Но ведь это и не нужно оправдывать! Я же не думаю в это время о согнутых ногах — я забочусь о внутреннем состоянии. А подсказка режиссера помогает мне выразить «вовне» это состояние, без ущерба для кадра. Кроме того, работа актера в кино отличается от работы в театре. На сцене, где видна вся фигура, в самом деле нужно было бы обосновать, как расположены ноги. А тут снимается крупный план лица, зрителю мои ноги не видны — и пусть они хоть на коленях стоят, лишь бы мне лицом сыграть что нужно.

(Кстати, Эйзенштейн терпеть не мог слова «оправдывать». Он говорил: «Это преступник оправдывает свои поступки, а актер — обосновывает!»)

Удобно ли это актеру? Если он не обладает необходимой техникой, не владеет своим телом — ему в любом положении будет неудобно. А если даже немного неудобно сначала — надо преодолеть это. Сам же потом радоваться будешь, глядя на экран.

Вопреки всем легендам, Эйзенштейн свободы актера не сковывал. Иные режиссеры приходят на репетицию, а сами еще не знают, чего они хотят. Такие предлагают актеру: «Давайте почитаем» — и ждут, что актер сам придумает, цепляются за его предложения. А актеры любят это! Эйзенштейн был не таков, он уже так прожил роль, так проиграл ее в своем сознании, что видит ее и в целом и в деталях, предлагает выношенное. Вот тут-то и нужно понять его, прожить вместе с ним. И тогда, сам того подчас не замечая, приходишь к тому, что ждет Эйзенштейн, и ощущаешь радость творчества и полную свободу.

Предоставленные записи:
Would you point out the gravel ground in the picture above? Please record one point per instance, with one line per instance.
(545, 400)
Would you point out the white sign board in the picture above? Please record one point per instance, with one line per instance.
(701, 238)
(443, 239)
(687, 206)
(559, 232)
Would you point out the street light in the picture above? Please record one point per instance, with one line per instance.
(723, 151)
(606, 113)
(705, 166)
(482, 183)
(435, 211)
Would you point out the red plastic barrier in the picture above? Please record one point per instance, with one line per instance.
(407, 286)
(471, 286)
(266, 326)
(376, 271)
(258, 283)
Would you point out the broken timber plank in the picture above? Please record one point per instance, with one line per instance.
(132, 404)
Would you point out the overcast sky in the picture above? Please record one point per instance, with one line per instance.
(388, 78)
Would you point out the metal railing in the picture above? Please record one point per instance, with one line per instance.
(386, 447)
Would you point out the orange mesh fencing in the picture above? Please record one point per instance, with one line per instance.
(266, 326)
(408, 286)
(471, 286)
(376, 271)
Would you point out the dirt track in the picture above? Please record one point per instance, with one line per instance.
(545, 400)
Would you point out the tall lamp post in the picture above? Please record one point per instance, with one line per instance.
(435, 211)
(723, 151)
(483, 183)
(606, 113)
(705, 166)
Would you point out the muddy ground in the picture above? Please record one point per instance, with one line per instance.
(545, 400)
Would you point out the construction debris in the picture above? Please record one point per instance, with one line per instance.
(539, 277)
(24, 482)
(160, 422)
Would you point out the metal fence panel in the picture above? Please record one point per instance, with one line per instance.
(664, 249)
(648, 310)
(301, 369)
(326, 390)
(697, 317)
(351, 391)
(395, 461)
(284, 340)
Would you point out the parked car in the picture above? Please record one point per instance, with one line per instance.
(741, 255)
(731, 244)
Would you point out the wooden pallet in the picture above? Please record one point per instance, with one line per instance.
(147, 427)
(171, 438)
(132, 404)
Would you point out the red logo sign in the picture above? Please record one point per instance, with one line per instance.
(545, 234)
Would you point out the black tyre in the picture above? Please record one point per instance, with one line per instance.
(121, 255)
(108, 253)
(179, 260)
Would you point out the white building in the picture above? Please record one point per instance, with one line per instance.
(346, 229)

Задание:
Какое слово, согласно отрывку об Эйзенштейне, он терпеть не мог?

Выполненное задание:
Слово «оправдывать».